» **BRANO FORNITO**

Ti dirò Pres: ovviamente quando ti toccano i figli... non riesco neanche a pensarci.
Ma: un conto è se a me, sconvolta da dolore rabbia etc... capita tra le mani uno che ha fatto male ai miei figli, un conto è il giudizio sulla pena per reati gravissimi, che deve essere emesso lucidamente.
Io sono contraria alla pena di morte, che è sangue che ricade su tutti, essendo omicidio di stato.
Detto questo, non sono molto illuminista: secondo me certi soggetti non si recuperano più.
Ci sono abissi dai quali non si risale manco con un argano.
Mettendo da parte questi casi, io credo che per sentire che un processo sia giusto, da parte lesa, occorre avvertire la certezza della pena.
Cosa che in Italia non si sa più cosa sia. 
E ne vediamo gli effetti.


----------



## perplesso (11 Febbraio 2015)

Nobody ha detto:


> mi spieghi meglio? Non ho capito cosa intendi.


se verrà confermato l'orientamento volto a potare decisamente la procedibilità dei reati cpn massimo edittale fino a 5 anni (cioè la pena massima prevista dal Codice Penale al netto di aggravanti/attenuanti), ci saranno parecchie situazioni di sostanziale non punibilità,a meno che l'autore non sia un pregiudicato.

e non si capisce se nel novero siano o no compresi i delitti tentati.   per fare un esempio,un tentato stupro che possa essere valutato con una pena intorno alla soglia,rientra o no in questo delirio?

» **COMPITO 1**
Nel brano sulla certezza della pena, fino a quale massimo edittale riguarderebbe i reati l'orientamento volto a ridurne la procedibilità?
» **COMPITO 2**
Prosegui il brano sulla certezza della pena a partire dalla sua ultima frase.

» **DATI GREZZI**
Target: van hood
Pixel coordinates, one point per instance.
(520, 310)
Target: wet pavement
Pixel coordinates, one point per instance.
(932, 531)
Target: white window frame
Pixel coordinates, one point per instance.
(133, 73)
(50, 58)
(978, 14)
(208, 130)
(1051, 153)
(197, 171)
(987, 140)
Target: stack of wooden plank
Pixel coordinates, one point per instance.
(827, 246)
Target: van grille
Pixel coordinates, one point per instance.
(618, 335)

==

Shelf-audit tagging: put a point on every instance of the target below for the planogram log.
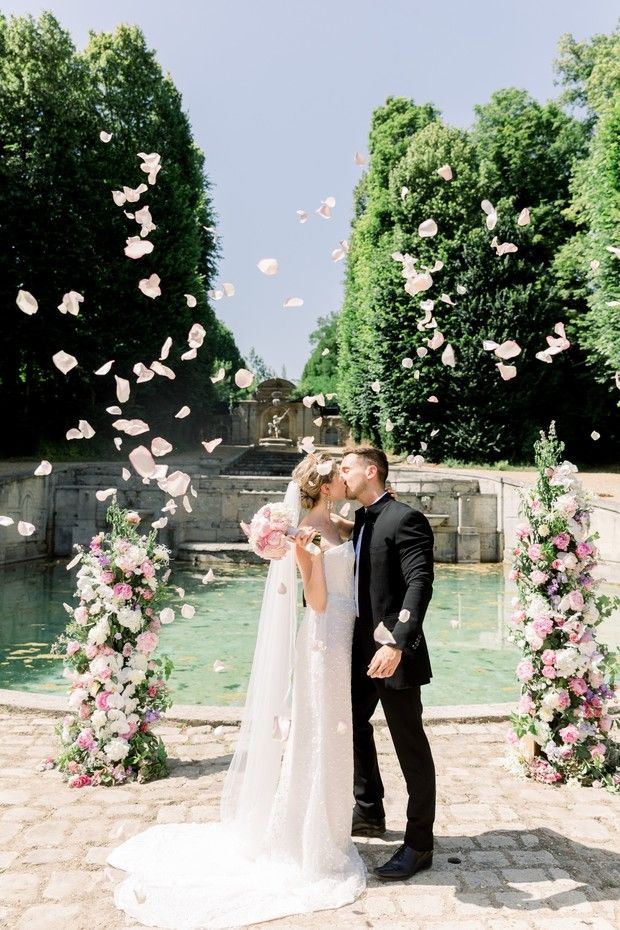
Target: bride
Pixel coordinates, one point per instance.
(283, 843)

» **RISPOSTA 1**
Fino a 5 anni.

» **RISPOSTA 2**
per quel poco che riesco a saperne,sembra che ci sia un bel silenzio sul punto


----------



## Vipera gentile (11 Febbraio 2015)

Sbriciolata ha detto:


> Ti dirò Pres: ovviamente quando ti toccano i figli... non riesco neanche a pensarci.
> Ma: un conto è se a me, sconvolta da dolore rabbia etc... capita tra le mani uno che ha fatto male ai miei figli, un conto è il giudizio sulla pena per reati gravissimi, che deve essere emesso lucidamente.
> Io sono contraria alla pena di morte, che è sangue che ricade su tutti, essendo omicidio di stato.
> Detto questo, non sono molto illuminista: secondo me certi soggetti non si recuperano più.
> ...


Peccato che con tapatalk non si possa dare un bel verde


----------



## Joey Blow (11 Febbraio 2015)

Minerva ha detto:


> hai ragione.
> sull'umanità del giudice di cui parlavi prima , invece , volevo dire che quella esiste per forza...essendo un uomo...che ragiona anche  sulla base delle sue esperienze ed emozioni
> però deve rimanere al di sopra delle parti per un principio di base della giustizia .
> chi giudica non deve mai esserne coinvolto personalmente ....è ben ovvio.


A parte che ne ho parlato prima io. Di umanità dico. E non è che esiste per forza. Hai scritto l'ennesima fregnaccia.


----------



## feather (12 Febbraio 2015)

PresidentLBJ ha detto:


> se facessero questo a vostro figlio, non desiderereste la pena di morte per questi soggetti, seppur alla fine di un giusto processo?
> 
> Siamo politically correct solo perchè alla stragrande maggioranza di noi non è (sinora) successo qualcosa del genere?


Il problema è istituzionalizzare un procedimento che toglie la vita.
Ci sono casi umani che tolti dalla società, la stessa avrebbe solo da guadagnarci. Ma se diventa una cosa istituzionale poi vale per tutti. Il giusto processo lo sai meglio di me che è pura utopia. Prima o poi ci potresti finire anche tu accusato ingiustamente. E se vai all'ergastolo c'è sempre la possibilità che un giorno ti restituiscano almeno un pezzo della tua vita. Se ti hanno tirato il collo come a una gallina sei fregato.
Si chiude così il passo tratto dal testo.